-- EXERCISE --
Format the records from the line with "Could you please point out the sign" up to and including the line with "Could you please point out the tree foliage" as a JSON list of strings, one string per line, with blank lines left out. Include only those lines.

[START DATA FOR PROCESSING]

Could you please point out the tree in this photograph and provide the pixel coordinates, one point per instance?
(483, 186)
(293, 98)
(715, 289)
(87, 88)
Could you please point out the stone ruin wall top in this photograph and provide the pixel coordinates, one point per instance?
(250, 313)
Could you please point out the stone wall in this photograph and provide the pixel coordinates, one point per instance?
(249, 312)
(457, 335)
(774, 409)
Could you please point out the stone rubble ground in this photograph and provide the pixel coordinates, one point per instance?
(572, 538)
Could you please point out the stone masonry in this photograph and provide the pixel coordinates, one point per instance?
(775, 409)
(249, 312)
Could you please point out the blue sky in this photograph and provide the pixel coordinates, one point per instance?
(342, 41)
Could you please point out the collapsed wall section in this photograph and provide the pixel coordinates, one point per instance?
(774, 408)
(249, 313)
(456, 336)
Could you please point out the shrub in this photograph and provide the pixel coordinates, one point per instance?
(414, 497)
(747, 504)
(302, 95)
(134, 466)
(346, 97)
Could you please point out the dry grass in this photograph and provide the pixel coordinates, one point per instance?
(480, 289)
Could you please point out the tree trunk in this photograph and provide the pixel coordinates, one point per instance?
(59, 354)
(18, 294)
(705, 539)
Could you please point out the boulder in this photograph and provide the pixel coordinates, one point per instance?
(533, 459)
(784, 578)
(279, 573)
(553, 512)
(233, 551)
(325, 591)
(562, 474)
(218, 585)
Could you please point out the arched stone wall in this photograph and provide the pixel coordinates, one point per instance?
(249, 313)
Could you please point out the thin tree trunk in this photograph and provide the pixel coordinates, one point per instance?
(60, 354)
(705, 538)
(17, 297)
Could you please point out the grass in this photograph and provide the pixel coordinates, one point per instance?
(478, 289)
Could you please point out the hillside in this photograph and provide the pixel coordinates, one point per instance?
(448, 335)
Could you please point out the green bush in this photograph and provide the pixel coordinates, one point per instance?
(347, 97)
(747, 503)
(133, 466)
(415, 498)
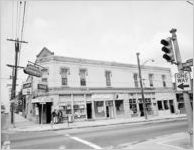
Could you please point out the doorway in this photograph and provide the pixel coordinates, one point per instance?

[END DATA FOR PROCESSING]
[START DATA FOR PROCESSING]

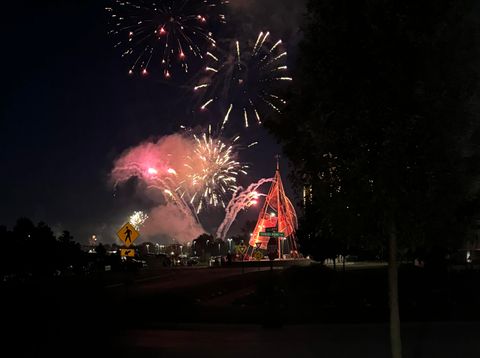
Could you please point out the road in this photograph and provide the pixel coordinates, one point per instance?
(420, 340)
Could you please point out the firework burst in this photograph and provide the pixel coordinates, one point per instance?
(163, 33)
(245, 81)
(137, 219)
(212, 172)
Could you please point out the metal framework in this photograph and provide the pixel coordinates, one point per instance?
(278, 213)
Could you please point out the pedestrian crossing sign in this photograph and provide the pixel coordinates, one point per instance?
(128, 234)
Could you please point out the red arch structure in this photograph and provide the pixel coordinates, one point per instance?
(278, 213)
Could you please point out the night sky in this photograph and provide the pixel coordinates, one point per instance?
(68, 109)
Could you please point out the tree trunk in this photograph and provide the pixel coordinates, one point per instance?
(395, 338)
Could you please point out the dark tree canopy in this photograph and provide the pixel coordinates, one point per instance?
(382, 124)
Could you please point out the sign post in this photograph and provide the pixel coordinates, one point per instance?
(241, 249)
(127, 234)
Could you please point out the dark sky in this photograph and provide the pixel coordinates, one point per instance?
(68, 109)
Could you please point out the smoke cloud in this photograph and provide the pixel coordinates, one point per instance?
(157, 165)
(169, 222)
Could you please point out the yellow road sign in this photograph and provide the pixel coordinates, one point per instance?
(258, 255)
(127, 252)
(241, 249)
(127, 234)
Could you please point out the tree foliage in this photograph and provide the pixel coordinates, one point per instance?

[END DATA FOR PROCESSING]
[START DATA FOR PROCESSING]

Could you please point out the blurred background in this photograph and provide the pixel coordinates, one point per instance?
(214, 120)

[END DATA FOR PROCESSING]

-- RESULT BELOW --
[
  "Could you please point out the sign post in this photograph and provide the pixel coordinates, one point per instance?",
  "(241, 249)",
  "(127, 234)",
  "Could you please point out the dark sky in this photograph and provide the pixel coordinates, one point per instance?",
  "(68, 109)",
  "Could you please point out the smoke cloud in this photograph and provide the pixel coordinates, one point per instance?",
  "(157, 165)",
  "(169, 222)",
  "Could you please point out the yellow road sign in this photograph and provide the pixel coordinates, one point per instance?",
  "(258, 255)",
  "(127, 252)",
  "(241, 249)",
  "(127, 234)",
  "Could you please point out the tree foliage in this photograph and provide the pixel coordinates, one point per instance?"
]